TASK INSTRUCTIONS:
- 1) Using the Aura Noir review below, decide whether each statement agrees with it: (a) The reviewer says they can appreciate bands that deny an obvious influence. (b) The review describes "Black Thrash Attack" as leaning toward the black metal side. (c) The review calls "Black Thrash Attack" Aura Noir's 1996 debut album. For each, answer yes or no and quote the deciding words.
- 2) Edit the Aura Noir review below by giving the part from "Crack of Thunder" up to and including "as copycats, right?" again, with "chutzpah" replaced by "nerve".

PROVIDED PASSAGE:
######

Crack of Thunder - 80%

LickMyOrangeBallsHalfling, July 8th, 2019

Some bands, while obviously influenced by other artists, will deny this influence vehemently in a display of individualism. Quorthon had NEVER heard Venom when he made Bathory's first album, not at all! The plagiarized lyrics to Raise The Dead? Pure coincidence, of course. I can appreciate these bands, mostly for the sheer chutzpah it takes to deny such an obvious influence. After all, no band wants to be seen as copycats, right?

Well, some bands are on the opposite side of the spectrum, and wholeheartedly embrace their riff-swiping ways. These bands will rip off an entire song riff-for-riff, only stopping to inject a riff plundered from a different band in the middle. I am talking, of course, of Aura Noir. Aura Noir, shamelessly a throw back to the glory days of brutal, breakneck thrash metal, back when the lines between thrash and black metal were deeply blurry. "Black Thrash Attack," their 1996 debut album, tends to lean towards the thrash side of the equation, but with an air of rawness and menace that justifies the inclusion of the "Black."

######

MATERIAL:
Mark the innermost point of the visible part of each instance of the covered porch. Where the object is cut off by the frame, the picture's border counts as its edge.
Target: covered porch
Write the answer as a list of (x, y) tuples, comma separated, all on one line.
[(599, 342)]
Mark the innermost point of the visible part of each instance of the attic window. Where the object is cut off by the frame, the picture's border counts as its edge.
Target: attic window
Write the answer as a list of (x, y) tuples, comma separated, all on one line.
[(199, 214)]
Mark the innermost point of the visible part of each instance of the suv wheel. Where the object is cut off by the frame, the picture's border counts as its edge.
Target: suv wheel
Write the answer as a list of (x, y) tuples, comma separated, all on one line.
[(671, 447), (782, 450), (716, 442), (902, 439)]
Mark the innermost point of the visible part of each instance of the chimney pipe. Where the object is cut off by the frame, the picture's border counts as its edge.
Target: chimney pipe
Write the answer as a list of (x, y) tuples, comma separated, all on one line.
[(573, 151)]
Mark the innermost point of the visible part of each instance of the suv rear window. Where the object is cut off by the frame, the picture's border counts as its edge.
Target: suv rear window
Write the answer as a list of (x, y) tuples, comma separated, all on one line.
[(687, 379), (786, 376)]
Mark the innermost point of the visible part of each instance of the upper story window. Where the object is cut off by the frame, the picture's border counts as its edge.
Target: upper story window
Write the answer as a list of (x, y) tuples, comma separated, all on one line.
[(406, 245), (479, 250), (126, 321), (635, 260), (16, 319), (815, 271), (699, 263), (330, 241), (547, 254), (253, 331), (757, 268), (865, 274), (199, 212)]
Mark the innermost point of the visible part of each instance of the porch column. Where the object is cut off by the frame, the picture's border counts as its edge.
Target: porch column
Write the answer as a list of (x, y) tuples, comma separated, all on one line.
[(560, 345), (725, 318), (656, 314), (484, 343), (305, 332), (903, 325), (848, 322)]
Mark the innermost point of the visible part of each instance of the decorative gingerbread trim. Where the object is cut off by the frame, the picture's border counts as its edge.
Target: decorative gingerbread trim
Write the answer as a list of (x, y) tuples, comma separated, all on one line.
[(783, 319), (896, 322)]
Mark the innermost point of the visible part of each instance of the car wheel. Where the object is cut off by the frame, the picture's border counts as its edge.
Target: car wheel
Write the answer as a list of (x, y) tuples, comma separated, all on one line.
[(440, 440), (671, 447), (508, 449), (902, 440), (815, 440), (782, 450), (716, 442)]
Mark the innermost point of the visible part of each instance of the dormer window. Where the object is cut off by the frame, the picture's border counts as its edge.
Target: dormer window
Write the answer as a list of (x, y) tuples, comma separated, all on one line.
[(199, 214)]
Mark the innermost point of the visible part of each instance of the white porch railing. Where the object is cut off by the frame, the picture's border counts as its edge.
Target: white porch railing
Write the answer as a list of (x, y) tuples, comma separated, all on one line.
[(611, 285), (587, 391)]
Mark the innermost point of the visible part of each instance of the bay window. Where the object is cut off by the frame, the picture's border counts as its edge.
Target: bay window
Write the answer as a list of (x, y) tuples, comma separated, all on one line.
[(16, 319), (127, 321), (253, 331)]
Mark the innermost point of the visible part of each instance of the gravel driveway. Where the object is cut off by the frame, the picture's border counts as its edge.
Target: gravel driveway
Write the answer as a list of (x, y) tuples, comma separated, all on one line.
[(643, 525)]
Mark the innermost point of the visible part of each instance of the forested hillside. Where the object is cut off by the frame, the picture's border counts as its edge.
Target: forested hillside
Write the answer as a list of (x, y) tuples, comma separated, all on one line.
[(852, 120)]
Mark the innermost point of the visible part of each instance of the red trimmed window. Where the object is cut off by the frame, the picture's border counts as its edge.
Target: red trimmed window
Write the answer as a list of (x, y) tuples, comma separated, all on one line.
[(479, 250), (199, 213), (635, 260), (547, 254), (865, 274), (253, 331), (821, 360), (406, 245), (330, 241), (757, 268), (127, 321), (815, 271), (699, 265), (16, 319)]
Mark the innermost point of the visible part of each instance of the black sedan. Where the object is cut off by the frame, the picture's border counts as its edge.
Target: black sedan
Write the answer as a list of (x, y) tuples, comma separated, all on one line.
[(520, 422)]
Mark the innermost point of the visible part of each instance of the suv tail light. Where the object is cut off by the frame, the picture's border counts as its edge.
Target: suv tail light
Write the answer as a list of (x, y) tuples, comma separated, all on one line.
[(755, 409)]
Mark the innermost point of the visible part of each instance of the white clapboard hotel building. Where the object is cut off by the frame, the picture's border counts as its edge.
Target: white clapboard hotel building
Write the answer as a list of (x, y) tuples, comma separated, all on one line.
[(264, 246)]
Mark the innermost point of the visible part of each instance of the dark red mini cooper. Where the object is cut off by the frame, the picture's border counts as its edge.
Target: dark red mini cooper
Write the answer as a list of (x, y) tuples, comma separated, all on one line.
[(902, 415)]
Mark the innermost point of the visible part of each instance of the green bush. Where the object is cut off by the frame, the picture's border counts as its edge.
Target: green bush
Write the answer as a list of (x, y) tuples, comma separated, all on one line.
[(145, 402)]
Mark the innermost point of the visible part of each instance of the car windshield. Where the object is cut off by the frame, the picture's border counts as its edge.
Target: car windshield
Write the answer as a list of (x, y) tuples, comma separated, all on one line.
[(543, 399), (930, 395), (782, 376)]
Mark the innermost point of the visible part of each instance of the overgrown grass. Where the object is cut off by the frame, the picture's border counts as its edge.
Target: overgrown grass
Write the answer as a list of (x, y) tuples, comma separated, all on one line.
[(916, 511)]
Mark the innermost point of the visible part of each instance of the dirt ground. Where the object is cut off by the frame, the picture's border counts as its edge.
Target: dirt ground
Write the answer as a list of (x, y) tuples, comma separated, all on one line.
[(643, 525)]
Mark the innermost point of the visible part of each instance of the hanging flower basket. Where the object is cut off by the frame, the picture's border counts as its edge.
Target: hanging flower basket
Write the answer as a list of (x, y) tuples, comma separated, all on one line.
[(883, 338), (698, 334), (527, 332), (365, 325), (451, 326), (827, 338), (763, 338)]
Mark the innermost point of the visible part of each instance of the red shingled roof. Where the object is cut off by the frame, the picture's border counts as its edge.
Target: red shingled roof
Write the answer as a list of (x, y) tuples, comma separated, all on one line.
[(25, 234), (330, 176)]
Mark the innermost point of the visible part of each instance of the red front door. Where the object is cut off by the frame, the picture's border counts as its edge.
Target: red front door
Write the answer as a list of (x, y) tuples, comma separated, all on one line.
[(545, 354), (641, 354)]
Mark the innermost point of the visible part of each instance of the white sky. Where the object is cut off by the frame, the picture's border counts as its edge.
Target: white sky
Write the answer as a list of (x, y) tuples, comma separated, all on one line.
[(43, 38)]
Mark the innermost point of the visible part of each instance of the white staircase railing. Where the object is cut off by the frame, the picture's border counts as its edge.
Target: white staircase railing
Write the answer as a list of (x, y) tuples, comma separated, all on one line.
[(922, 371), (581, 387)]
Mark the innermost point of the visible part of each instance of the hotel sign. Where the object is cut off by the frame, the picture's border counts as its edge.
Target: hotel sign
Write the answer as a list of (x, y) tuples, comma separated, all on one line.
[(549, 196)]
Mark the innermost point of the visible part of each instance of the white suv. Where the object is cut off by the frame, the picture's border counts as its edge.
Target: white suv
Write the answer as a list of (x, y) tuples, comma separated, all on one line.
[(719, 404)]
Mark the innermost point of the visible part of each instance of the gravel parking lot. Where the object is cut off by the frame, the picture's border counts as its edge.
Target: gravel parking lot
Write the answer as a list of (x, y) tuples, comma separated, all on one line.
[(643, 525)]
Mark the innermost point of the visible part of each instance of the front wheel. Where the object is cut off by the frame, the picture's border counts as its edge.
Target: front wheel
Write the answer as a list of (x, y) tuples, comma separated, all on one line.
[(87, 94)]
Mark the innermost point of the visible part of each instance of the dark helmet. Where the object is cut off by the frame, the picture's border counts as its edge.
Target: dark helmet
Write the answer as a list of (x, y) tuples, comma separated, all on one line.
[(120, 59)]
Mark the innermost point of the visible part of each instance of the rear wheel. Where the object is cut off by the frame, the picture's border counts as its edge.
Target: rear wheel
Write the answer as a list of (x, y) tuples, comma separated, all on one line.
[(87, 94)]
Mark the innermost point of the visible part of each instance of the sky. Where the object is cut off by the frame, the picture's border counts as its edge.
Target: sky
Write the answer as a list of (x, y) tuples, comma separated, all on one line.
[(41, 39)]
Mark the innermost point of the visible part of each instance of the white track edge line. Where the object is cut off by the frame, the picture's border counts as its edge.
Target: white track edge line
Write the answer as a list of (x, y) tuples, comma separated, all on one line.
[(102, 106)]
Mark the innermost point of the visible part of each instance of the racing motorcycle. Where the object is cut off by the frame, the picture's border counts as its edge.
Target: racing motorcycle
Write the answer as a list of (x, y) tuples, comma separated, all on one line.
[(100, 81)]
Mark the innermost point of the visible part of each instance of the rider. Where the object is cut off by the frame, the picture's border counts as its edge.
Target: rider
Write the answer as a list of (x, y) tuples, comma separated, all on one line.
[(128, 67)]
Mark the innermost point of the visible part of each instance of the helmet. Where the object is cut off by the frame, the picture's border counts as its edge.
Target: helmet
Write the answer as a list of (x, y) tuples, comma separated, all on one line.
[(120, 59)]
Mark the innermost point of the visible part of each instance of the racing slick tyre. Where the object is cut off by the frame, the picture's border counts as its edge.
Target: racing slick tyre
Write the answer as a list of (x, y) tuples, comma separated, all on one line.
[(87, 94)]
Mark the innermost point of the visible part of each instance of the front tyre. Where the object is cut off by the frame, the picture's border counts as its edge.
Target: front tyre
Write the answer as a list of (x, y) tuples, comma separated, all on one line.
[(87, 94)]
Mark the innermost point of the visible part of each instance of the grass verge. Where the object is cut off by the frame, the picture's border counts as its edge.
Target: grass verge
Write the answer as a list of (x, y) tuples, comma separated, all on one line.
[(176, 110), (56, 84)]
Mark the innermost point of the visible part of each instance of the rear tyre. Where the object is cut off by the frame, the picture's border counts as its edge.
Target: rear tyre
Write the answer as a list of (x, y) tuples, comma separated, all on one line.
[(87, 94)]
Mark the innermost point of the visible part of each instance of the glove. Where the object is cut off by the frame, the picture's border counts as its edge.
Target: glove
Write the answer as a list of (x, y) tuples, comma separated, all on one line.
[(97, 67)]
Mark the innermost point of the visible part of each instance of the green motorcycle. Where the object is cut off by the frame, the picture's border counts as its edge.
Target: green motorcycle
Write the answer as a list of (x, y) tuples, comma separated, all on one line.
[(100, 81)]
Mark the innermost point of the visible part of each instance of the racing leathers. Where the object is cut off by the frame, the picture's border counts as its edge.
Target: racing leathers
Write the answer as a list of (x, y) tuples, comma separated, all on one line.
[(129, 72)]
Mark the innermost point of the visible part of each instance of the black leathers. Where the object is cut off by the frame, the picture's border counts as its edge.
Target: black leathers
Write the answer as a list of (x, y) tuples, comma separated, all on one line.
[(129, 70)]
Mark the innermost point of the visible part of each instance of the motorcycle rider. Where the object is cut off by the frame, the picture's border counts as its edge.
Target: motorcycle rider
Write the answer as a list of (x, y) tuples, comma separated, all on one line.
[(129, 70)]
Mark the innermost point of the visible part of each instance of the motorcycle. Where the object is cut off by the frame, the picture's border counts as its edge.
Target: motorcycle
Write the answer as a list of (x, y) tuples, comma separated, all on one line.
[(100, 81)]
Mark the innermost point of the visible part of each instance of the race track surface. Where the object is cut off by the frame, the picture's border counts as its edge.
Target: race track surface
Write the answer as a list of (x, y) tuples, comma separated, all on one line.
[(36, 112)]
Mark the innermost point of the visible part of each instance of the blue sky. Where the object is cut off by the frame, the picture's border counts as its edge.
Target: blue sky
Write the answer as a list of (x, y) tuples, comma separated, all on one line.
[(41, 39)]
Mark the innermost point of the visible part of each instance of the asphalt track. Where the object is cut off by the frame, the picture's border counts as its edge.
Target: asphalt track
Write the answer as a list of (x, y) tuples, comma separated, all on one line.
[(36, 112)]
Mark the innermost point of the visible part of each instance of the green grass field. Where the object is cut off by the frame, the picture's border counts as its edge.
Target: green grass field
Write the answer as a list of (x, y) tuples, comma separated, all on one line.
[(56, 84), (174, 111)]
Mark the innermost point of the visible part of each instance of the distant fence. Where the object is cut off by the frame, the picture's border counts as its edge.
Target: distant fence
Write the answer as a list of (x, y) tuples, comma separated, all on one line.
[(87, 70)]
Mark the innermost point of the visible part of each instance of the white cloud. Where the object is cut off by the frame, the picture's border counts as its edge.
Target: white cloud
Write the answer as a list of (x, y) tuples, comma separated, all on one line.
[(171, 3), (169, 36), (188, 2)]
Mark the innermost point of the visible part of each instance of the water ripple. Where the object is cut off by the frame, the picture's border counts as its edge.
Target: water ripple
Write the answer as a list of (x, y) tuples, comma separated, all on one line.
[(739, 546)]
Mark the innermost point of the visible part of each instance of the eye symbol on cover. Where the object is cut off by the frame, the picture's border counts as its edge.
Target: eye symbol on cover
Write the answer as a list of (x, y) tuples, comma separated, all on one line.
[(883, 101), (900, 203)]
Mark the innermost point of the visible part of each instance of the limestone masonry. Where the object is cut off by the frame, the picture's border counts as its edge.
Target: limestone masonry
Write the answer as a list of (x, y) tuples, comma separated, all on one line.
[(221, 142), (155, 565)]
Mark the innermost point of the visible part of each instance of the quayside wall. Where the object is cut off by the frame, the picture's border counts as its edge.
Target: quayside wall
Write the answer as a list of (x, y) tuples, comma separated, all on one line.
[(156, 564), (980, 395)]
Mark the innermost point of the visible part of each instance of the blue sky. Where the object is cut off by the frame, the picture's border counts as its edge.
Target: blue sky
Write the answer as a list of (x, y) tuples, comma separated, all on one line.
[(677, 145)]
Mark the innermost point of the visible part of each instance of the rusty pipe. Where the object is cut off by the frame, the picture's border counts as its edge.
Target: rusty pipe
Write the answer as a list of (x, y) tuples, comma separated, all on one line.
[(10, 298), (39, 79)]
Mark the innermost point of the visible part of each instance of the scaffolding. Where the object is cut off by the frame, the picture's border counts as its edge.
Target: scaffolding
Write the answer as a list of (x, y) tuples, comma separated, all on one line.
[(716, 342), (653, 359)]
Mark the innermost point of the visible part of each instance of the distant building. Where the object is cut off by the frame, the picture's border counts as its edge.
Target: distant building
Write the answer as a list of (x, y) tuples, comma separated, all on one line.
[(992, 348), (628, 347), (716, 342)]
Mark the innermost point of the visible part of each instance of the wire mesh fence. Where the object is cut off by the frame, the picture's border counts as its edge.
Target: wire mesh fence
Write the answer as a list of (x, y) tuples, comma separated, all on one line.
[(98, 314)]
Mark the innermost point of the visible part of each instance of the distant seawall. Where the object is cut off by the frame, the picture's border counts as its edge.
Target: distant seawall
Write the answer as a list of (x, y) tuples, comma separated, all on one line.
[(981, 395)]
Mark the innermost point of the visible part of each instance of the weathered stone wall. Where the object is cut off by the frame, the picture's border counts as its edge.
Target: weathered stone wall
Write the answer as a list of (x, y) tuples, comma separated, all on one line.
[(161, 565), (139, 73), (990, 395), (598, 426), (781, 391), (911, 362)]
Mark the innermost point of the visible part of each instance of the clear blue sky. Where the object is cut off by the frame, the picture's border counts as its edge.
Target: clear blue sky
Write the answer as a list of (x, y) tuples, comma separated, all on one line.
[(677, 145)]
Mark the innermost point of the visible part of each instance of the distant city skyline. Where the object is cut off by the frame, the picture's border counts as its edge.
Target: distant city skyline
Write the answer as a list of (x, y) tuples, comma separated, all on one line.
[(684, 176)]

######

EXPECTED RESPONSES:
- 1)
(a) Yes: "I can appreciate these bands, mostly for the sheer chutzpah it takes to deny such an obvious influence."
(b) No: "tends to lean towards the thrash side of the equation"
(c) Yes: "their 1996 debut album"

- 2)
Crack of Thunder - 80%

LickMyOrangeBallsHalfling, July 8th, 2019

Some bands, while obviously influenced by other artists, will deny this influence vehemently in a display of individualism. Quorthon had NEVER heard Venom when he made Bathory's first album, not at all! The plagiarized lyrics to Raise The Dead? Pure coincidence, of course. I can appreciate these bands, mostly for the sheer nerve it takes to deny such an obvious influence. After all, no band wants to be seen as copycats, right?